-------- MATERIAL FOR THIS TASK --------

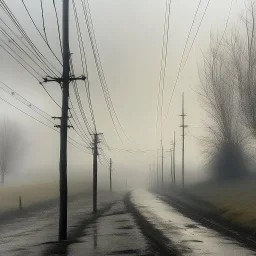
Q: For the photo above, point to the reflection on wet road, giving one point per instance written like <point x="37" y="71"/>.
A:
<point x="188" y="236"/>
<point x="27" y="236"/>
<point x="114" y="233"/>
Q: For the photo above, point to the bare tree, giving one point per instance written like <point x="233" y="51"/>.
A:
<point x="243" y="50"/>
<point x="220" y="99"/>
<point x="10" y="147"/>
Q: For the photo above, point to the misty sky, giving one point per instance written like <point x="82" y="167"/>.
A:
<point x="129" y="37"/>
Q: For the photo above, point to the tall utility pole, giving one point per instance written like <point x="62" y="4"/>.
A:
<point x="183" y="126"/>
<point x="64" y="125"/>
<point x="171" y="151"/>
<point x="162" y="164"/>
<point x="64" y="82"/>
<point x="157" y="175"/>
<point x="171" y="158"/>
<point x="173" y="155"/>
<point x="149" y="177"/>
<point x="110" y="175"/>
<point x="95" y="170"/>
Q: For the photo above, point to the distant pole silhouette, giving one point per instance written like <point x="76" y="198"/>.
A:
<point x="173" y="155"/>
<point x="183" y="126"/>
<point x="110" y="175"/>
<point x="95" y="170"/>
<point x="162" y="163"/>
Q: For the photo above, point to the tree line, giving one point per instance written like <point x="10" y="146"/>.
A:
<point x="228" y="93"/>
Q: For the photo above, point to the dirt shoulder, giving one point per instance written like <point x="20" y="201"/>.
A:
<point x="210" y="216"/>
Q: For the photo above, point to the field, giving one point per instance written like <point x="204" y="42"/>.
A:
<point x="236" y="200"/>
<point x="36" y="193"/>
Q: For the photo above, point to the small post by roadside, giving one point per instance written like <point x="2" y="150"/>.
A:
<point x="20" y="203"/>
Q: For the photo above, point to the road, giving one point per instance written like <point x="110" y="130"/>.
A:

--------
-------- MATERIAL FOR THIS TASK --------

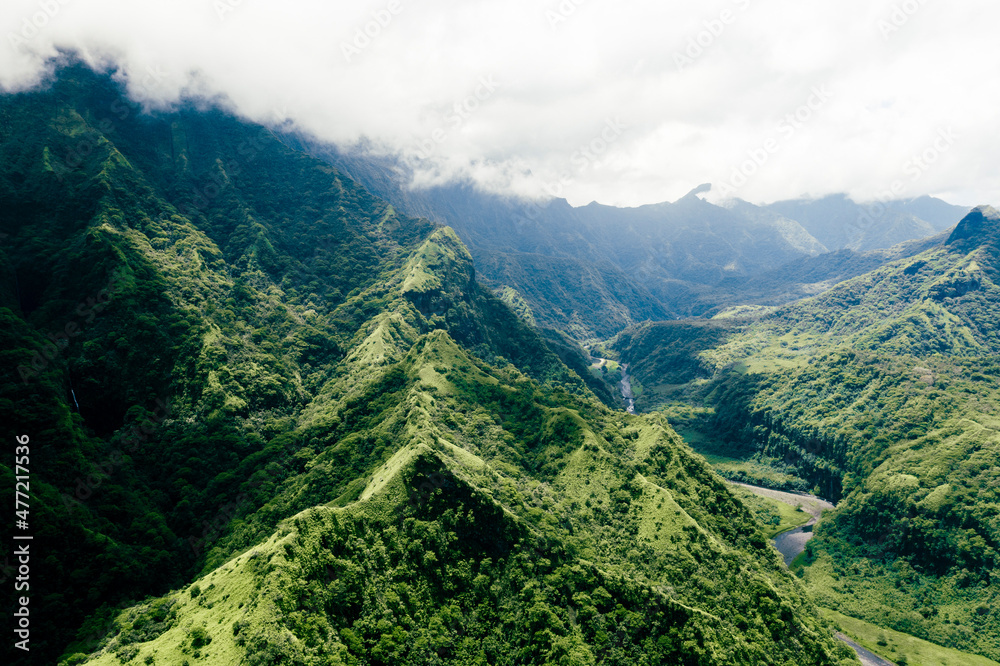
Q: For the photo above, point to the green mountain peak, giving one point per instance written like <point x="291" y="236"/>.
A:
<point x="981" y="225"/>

--------
-------- MATERIAL FOR THIS TASK --------

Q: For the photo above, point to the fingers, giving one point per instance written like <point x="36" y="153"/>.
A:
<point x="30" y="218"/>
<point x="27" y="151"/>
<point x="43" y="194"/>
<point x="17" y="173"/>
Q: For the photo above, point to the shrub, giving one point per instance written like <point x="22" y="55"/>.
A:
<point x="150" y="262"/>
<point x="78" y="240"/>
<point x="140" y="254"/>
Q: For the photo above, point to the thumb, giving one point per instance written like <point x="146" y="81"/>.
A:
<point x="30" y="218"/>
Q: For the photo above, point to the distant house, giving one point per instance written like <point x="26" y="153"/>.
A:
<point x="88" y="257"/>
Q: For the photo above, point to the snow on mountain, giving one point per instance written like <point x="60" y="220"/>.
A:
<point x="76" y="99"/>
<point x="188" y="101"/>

--------

• **WHAT IS BEING ASKED**: Count the lines in the records above that contain the string "distant", treating uppercase and lowercase letters as different. Reply with the number only.

• **ANSWER IN FULL**: 2